■ TASK STATEMENT ■
The line that contains "Could you please indicate the stain" and all lines following it to the end of the data below: set these down exactly, and nothing besides.
[Opening THE RECORDS section]
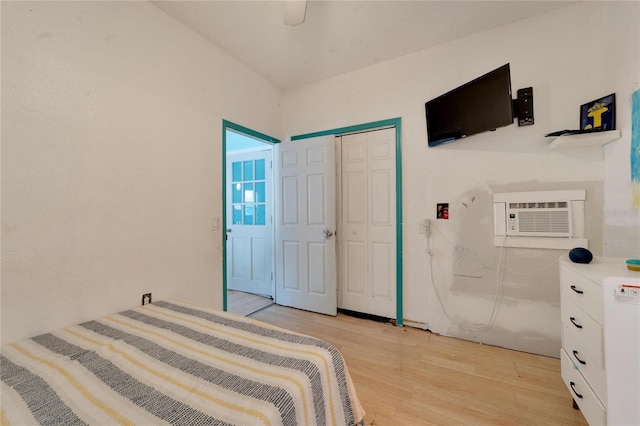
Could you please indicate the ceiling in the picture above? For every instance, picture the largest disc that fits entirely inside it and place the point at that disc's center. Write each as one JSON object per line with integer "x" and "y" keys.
{"x": 340, "y": 36}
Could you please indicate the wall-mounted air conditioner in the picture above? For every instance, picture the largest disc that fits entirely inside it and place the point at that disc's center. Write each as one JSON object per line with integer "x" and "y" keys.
{"x": 540, "y": 219}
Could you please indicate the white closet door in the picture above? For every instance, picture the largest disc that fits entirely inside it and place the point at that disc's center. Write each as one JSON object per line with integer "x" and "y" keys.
{"x": 367, "y": 218}
{"x": 306, "y": 224}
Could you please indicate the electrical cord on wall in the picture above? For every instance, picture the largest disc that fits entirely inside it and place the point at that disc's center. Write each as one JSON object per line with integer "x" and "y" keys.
{"x": 507, "y": 269}
{"x": 466, "y": 325}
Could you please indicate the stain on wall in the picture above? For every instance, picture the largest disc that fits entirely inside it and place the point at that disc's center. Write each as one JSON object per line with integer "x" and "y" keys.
{"x": 509, "y": 297}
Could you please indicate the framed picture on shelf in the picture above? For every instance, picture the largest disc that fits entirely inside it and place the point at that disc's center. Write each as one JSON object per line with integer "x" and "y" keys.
{"x": 599, "y": 114}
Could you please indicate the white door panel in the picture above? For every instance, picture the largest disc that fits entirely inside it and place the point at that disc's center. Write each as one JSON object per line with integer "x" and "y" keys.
{"x": 305, "y": 254}
{"x": 249, "y": 223}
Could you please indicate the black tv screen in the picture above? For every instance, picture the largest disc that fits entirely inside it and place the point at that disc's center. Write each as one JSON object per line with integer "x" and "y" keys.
{"x": 477, "y": 106}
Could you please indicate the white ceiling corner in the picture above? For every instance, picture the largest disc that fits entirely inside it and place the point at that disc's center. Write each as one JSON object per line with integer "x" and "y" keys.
{"x": 340, "y": 36}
[Closing THE RECORDS section]
■ SOLUTION FOR THIS TASK ■
Could you please indicate the stain on wall in the picture above? For every instance, picture the largest disc that fits entirely inside it and place the point at that disc's center. Write each as one JSON object per line with integer "x" and "y" keys.
{"x": 509, "y": 297}
Could you please indicate the framed picture on shelf in the picture above? For every instance, picture the largest disc that fits entirely inside it and place the point at that disc's center. Write each as one JSON object per line with integer "x" and "y" keys.
{"x": 599, "y": 114}
Could you please indicate the white door panel in the picture above? For every instance, picture the largest disc that fits entirely inside it and place the point at that disc's center. Write each as one JSON object per line with integer "x" and "y" keys.
{"x": 305, "y": 254}
{"x": 249, "y": 223}
Could you please indicate the black tv screen in the picture above? For every instance, picture the largest disc that fits entirely inside it and place the point at that disc's center. Write each as one JSON object per line with integer "x" and "y" keys.
{"x": 477, "y": 106}
Could you please indicate the white ceiling corner in the picture above? For every instance, picture the largest disc that fits entirely inside it and place the point at that disc's center. Write each as one JSON object per line with integer "x" and "y" keys.
{"x": 340, "y": 36}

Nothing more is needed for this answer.